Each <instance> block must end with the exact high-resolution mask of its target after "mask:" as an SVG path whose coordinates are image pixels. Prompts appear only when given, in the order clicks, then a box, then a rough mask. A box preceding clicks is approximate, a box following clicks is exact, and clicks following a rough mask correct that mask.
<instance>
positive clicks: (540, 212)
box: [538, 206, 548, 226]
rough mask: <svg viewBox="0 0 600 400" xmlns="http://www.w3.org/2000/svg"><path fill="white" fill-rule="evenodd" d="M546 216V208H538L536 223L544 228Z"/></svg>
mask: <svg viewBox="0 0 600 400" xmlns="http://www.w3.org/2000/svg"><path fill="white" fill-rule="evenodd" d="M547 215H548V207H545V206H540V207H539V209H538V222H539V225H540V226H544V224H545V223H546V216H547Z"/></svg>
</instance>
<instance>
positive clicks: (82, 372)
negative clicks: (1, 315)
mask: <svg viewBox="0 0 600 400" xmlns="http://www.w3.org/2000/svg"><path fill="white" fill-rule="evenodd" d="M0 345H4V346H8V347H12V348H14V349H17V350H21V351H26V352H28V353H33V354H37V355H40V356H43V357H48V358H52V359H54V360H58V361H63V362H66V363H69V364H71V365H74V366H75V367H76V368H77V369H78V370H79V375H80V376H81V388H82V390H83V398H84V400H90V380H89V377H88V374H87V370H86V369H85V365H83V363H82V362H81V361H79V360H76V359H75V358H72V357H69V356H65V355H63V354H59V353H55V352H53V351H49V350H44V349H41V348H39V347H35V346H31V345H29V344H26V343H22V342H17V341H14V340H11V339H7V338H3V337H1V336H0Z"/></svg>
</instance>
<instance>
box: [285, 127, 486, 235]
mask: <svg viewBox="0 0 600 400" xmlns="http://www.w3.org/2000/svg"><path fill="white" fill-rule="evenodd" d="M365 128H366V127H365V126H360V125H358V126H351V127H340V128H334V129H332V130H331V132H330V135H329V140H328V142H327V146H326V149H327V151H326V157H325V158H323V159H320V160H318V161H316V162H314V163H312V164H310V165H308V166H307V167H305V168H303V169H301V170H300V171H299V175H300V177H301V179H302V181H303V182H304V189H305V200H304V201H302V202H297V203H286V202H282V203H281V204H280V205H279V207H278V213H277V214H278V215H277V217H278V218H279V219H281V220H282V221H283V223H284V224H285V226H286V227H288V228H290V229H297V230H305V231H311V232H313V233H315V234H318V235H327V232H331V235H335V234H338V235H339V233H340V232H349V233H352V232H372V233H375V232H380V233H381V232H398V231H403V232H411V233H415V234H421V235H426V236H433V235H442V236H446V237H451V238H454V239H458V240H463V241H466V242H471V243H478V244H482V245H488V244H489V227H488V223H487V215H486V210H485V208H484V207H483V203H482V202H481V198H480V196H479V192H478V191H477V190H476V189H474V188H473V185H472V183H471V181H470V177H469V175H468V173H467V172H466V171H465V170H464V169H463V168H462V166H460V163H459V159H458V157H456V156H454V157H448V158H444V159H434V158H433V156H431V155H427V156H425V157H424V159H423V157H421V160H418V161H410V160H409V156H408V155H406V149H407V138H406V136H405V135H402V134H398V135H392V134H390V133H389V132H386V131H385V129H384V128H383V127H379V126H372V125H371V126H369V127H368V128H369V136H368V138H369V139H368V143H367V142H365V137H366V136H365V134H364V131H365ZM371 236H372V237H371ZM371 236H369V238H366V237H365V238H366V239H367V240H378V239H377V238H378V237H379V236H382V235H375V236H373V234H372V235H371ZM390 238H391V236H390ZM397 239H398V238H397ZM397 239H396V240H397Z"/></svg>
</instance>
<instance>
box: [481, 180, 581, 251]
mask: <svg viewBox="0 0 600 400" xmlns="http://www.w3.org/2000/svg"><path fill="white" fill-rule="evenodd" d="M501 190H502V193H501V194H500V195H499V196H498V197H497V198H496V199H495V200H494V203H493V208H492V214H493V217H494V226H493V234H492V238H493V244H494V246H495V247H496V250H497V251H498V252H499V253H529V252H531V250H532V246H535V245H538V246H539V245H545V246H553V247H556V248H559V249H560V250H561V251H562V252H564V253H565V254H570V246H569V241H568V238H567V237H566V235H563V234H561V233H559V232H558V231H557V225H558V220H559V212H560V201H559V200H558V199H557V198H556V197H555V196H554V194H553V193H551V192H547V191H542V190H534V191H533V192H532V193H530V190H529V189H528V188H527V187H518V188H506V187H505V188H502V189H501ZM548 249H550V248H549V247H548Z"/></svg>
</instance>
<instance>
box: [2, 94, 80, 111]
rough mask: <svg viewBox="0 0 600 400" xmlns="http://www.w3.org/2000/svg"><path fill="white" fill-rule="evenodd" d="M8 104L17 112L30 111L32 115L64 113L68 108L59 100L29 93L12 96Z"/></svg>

--

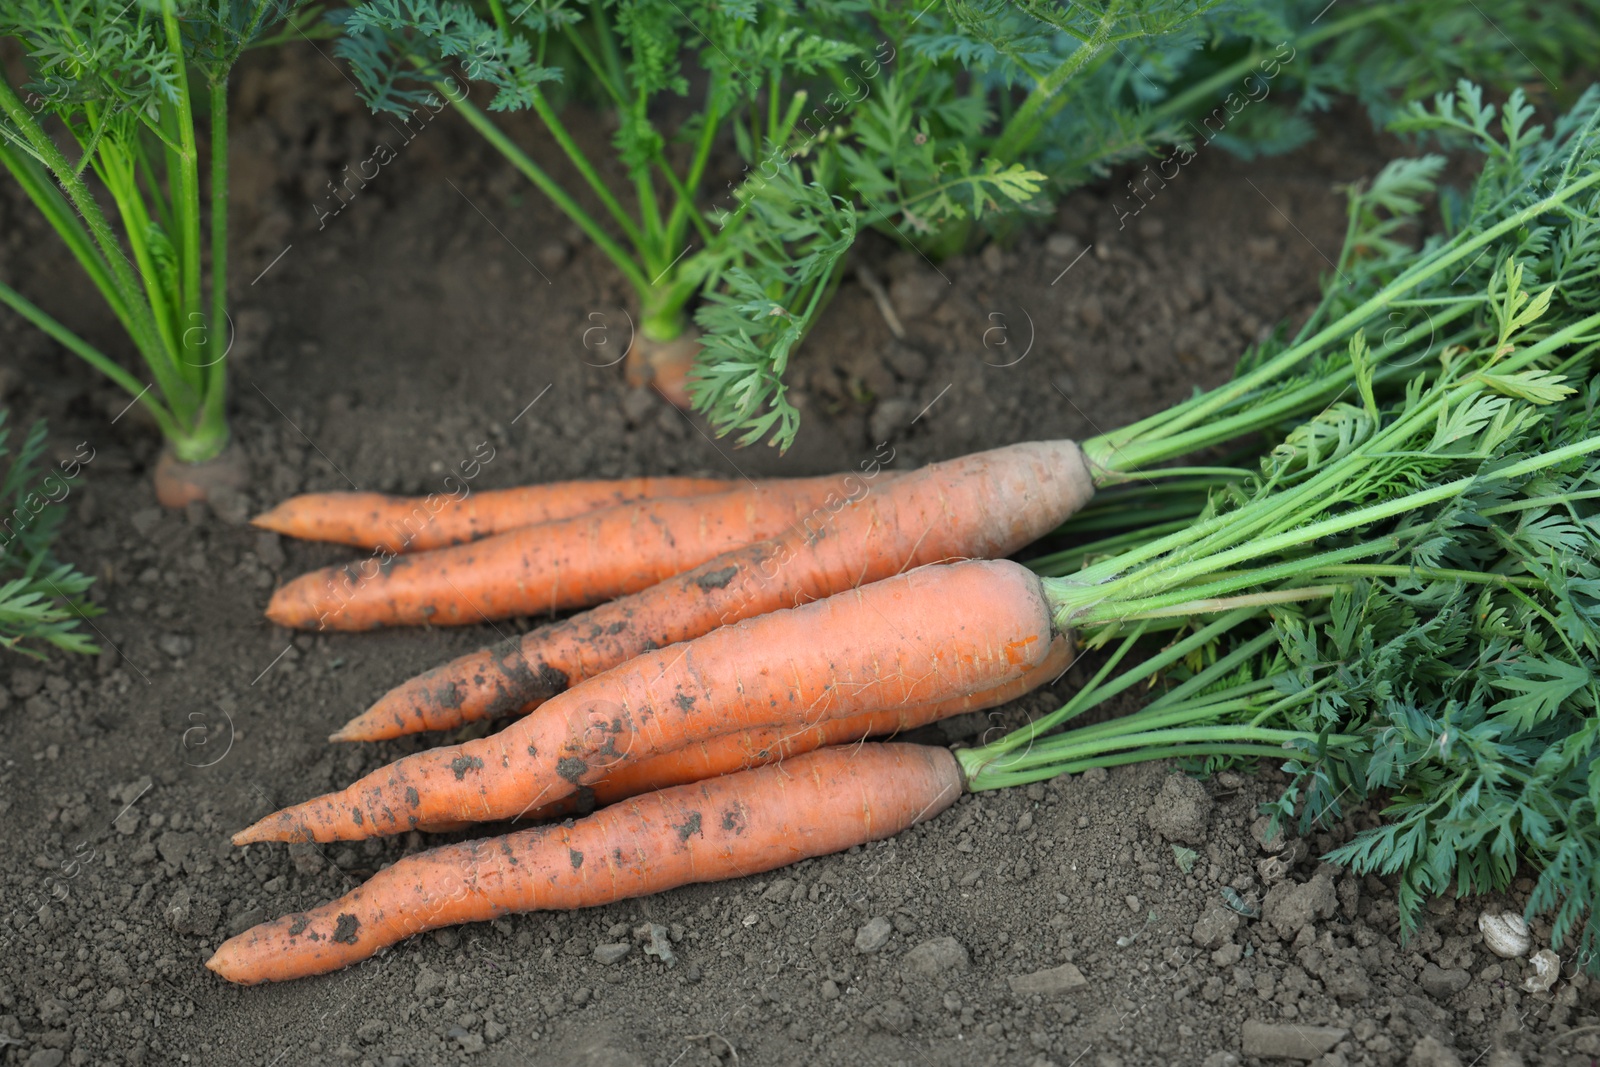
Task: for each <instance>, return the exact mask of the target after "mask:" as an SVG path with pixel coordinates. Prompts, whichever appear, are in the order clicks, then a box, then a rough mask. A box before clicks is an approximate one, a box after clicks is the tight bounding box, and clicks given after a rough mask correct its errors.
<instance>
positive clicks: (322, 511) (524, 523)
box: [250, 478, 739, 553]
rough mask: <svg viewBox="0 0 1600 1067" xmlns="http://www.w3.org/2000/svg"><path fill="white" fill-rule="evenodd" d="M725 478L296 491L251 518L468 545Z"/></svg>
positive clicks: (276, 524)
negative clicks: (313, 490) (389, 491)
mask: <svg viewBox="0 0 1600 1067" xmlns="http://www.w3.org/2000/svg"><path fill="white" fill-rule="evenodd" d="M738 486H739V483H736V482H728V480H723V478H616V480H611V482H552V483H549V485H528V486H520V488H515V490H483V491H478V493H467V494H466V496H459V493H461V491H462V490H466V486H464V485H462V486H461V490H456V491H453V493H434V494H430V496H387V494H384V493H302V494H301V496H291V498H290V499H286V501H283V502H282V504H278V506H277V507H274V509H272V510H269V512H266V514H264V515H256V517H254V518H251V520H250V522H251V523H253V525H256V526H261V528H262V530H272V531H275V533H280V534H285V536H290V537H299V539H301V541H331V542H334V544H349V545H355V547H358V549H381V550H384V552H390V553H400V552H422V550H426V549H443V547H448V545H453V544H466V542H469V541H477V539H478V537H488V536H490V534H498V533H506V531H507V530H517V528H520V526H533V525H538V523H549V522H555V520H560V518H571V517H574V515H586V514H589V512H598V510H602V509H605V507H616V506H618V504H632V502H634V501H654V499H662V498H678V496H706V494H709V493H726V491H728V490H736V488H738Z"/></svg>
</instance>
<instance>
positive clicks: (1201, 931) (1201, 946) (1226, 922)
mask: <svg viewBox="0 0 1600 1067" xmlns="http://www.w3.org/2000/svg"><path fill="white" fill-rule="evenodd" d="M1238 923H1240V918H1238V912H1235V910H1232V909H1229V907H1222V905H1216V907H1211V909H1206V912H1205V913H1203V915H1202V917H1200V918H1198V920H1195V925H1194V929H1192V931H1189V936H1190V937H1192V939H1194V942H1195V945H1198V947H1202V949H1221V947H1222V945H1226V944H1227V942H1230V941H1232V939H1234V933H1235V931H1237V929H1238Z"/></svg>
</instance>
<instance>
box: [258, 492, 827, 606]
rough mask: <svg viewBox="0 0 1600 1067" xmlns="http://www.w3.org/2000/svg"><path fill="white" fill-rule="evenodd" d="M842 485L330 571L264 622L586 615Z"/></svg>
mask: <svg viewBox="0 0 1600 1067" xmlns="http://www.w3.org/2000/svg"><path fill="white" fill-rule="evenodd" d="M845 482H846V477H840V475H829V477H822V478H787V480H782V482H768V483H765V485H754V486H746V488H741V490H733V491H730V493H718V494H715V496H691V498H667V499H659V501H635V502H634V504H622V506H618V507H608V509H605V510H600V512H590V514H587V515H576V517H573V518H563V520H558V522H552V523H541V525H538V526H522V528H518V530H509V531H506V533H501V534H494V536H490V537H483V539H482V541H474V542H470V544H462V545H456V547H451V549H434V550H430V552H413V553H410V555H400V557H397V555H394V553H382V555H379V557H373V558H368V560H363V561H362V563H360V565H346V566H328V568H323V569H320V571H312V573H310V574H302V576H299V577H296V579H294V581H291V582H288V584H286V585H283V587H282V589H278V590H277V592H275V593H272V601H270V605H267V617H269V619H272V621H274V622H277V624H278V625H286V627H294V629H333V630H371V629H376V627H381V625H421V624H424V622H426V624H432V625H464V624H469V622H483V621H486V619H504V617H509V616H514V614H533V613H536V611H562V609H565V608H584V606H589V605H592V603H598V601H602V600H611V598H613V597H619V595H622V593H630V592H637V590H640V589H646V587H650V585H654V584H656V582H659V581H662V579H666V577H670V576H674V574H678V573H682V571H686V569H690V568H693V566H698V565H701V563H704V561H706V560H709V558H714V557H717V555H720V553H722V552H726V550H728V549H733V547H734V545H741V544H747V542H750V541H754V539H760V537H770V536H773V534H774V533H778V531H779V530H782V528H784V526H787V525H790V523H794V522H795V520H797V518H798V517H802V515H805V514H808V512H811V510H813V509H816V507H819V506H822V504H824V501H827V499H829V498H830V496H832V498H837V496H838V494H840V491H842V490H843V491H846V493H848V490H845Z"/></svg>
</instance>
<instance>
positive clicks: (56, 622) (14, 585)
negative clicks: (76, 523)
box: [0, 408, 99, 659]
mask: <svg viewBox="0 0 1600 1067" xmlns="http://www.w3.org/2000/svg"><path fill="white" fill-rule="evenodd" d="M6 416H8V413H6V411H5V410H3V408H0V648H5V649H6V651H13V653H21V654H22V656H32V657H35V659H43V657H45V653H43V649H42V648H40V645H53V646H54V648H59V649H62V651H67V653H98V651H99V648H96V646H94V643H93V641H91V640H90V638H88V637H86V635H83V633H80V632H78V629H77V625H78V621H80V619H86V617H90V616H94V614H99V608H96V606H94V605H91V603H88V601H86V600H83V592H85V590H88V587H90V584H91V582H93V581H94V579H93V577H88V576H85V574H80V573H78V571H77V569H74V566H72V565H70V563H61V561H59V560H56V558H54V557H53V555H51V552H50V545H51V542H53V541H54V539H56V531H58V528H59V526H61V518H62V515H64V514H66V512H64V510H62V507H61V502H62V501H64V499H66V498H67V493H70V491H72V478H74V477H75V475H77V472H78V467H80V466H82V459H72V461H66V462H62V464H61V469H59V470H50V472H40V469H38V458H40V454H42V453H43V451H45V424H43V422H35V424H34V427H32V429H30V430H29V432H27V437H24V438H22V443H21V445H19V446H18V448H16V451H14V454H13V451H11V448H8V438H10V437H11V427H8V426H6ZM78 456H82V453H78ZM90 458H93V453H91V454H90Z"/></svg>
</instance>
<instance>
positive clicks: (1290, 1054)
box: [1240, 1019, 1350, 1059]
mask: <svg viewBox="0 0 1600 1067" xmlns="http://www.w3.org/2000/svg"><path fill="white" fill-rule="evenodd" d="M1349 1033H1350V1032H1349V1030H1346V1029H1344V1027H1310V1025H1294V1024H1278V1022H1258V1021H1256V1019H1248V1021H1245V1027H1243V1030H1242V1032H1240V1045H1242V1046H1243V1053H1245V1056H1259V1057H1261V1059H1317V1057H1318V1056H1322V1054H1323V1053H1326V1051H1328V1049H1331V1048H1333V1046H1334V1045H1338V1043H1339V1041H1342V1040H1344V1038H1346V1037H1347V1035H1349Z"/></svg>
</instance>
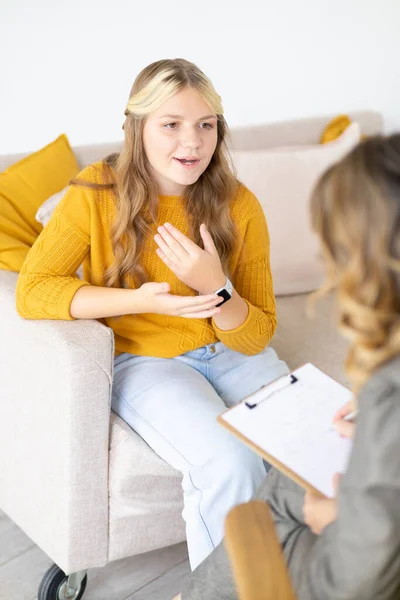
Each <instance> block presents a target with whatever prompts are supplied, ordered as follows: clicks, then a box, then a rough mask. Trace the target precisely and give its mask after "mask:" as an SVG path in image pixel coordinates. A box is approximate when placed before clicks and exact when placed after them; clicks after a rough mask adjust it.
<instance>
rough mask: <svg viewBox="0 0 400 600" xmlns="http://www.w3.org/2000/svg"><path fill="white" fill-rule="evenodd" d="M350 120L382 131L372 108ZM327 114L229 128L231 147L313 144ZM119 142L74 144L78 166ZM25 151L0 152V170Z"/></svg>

About this exercise: Among the records above, locate the line containing "box: [1240, 1019, 1350, 1059]" and the line containing "120L382 131L372 108ZM327", then transcribe exactly the lines starting at the first and ending at the second, with no pictures.

Result:
box: [1240, 1019, 1350, 1059]
mask: <svg viewBox="0 0 1600 1067" xmlns="http://www.w3.org/2000/svg"><path fill="white" fill-rule="evenodd" d="M1349 1033H1350V1032H1349V1030H1346V1029H1344V1027H1310V1025H1294V1024H1278V1022H1258V1021H1256V1019H1248V1021H1245V1027H1243V1030H1242V1032H1240V1045H1242V1046H1243V1053H1245V1056H1259V1057H1261V1059H1317V1057H1318V1056H1322V1054H1323V1053H1326V1051H1328V1049H1331V1048H1333V1046H1334V1045H1338V1043H1339V1041H1342V1040H1344V1038H1346V1037H1347V1035H1349Z"/></svg>
</instance>
Each <instance> block presents a target with whatever prompts are supplied, ordered as follows: clicks, then a box, then a rough mask. Trace the target precisely and give its mask after "mask:" as an SVG path in image pixel coordinates. A box is approximate when placed before clicks and exact when placed after them; clicks after a rough mask adjust it.
<instance>
rough mask: <svg viewBox="0 0 400 600" xmlns="http://www.w3.org/2000/svg"><path fill="white" fill-rule="evenodd" d="M350 120L382 131L372 108ZM327 114L229 128L231 147L313 144ZM119 142L74 144L78 166ZM25 151L0 152V170Z"/></svg>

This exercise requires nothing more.